Exercise> Pictures are to be left out, but please repeat each record exactly.

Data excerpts
=-=-=

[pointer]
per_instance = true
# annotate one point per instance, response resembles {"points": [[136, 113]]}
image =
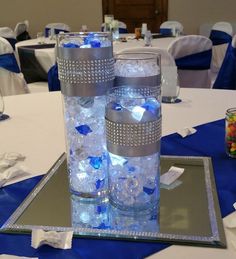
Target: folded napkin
{"points": [[55, 239], [186, 131], [9, 168], [4, 256]]}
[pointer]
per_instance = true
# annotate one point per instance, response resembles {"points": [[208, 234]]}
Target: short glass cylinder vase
{"points": [[133, 133], [230, 132], [86, 71], [137, 68]]}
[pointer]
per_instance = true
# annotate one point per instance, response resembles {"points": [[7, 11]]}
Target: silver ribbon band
{"points": [[133, 139], [85, 72], [138, 81]]}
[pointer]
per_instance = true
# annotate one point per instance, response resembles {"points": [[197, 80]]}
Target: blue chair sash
{"points": [[53, 81], [121, 30], [57, 31], [220, 37], [12, 41], [226, 78], [166, 31], [8, 62], [197, 61]]}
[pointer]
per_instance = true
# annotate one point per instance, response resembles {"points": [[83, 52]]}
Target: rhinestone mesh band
{"points": [[85, 71], [133, 135]]}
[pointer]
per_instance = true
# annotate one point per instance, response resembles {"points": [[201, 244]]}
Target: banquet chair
{"points": [[12, 81], [21, 31], [121, 25], [55, 28], [9, 35], [221, 36], [192, 56], [171, 28], [226, 78], [168, 67]]}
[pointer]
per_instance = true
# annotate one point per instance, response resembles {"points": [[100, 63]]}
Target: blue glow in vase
{"points": [[85, 63], [133, 131]]}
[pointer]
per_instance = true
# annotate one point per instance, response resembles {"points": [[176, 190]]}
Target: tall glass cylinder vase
{"points": [[86, 71], [133, 131]]}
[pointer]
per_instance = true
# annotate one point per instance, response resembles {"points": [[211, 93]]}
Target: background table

=-=-=

Answer section>
[pointer]
per_instance = true
# annotate one point per instance, response resembles {"points": [[136, 113]]}
image =
Target: folded napkin
{"points": [[55, 239], [186, 131], [9, 168], [4, 256]]}
[pointer]
per_instance = true
# annotate one point per instance, response resembles {"points": [[208, 234]]}
Target: short glass cylinder vase
{"points": [[133, 133], [230, 132], [86, 71], [137, 68]]}
[pointer]
per_instance = true
# annotate one point per instance, response resembles {"points": [[7, 11]]}
Target: silver ribbon band
{"points": [[133, 139], [85, 72], [138, 81]]}
[pointer]
per_instance = true
# annotate one point per instance, response resembles {"points": [[197, 80]]}
Target: blue chair sash
{"points": [[53, 81], [121, 30], [57, 31], [220, 37], [12, 41], [226, 78], [166, 31], [8, 62], [197, 61]]}
[pointer]
per_instance = true
# annotate one point per instance, response resembles {"points": [[83, 52]]}
Target: rhinestone mesh band
{"points": [[85, 71], [133, 135]]}
[pointer]
per_instance = true
# annotate one point per instance, response resembles {"points": [[201, 244]]}
Target: banquet chair
{"points": [[12, 81], [21, 31], [121, 25], [55, 28], [9, 35], [221, 36], [192, 56], [171, 28], [226, 78], [168, 67]]}
[pointer]
per_instance = true
# annotate one point per instance, response resembles {"points": [[100, 63]]}
Target: blue glow in vase
{"points": [[85, 63], [133, 131]]}
[pointer]
per_instance = true
# annotate one point per instance, response resembles {"points": [[176, 190]]}
Target: tall glass cylinder vase
{"points": [[86, 71], [133, 131]]}
[pointer]
per_instance = true
# annotate one point per instance, response resembles {"points": [[211, 93]]}
Target: background table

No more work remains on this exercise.